**WHAT IS EXPECTED:** Answer with a number only, stating how many lines of the records hold the word "towel".

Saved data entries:

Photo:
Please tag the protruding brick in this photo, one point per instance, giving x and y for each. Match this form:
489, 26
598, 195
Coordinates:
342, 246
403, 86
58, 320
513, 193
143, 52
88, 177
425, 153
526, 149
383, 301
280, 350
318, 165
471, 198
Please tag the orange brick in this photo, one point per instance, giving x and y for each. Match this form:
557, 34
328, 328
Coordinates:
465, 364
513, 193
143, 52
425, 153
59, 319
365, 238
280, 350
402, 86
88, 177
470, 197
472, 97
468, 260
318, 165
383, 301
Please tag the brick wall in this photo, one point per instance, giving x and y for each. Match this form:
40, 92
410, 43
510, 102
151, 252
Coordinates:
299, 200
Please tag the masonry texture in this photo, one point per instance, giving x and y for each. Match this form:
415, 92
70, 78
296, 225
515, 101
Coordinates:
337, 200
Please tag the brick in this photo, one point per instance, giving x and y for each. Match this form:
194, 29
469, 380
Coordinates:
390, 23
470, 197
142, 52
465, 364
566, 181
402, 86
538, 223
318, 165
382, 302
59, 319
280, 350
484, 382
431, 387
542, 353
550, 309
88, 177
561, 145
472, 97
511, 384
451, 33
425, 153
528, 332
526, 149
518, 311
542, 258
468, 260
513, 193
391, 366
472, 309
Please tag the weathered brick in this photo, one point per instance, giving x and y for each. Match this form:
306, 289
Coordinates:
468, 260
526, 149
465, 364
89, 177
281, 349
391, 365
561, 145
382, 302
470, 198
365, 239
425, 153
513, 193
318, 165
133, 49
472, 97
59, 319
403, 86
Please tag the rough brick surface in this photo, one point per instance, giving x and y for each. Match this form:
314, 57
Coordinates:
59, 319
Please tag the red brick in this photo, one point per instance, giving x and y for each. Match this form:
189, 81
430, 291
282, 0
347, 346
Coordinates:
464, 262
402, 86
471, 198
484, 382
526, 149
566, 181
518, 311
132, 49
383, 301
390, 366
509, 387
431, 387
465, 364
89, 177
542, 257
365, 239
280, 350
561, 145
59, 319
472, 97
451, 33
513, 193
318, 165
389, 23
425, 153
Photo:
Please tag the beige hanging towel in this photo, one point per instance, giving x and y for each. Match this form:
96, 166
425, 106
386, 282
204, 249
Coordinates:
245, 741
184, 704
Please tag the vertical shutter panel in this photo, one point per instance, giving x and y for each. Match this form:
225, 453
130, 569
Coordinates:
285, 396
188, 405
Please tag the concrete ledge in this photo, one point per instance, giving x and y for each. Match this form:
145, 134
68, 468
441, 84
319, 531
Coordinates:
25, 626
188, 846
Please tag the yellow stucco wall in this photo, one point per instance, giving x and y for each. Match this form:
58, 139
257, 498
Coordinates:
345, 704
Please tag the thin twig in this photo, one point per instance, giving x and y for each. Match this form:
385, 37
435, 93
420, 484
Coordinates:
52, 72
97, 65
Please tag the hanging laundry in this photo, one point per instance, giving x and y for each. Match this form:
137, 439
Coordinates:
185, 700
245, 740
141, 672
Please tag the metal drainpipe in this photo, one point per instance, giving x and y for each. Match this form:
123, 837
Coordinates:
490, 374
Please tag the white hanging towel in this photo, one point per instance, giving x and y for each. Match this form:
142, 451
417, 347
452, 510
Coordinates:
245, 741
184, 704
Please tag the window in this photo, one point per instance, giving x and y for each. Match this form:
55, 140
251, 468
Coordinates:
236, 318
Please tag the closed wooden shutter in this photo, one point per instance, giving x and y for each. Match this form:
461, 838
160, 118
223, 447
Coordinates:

**EXERCISE SOLUTION:** 2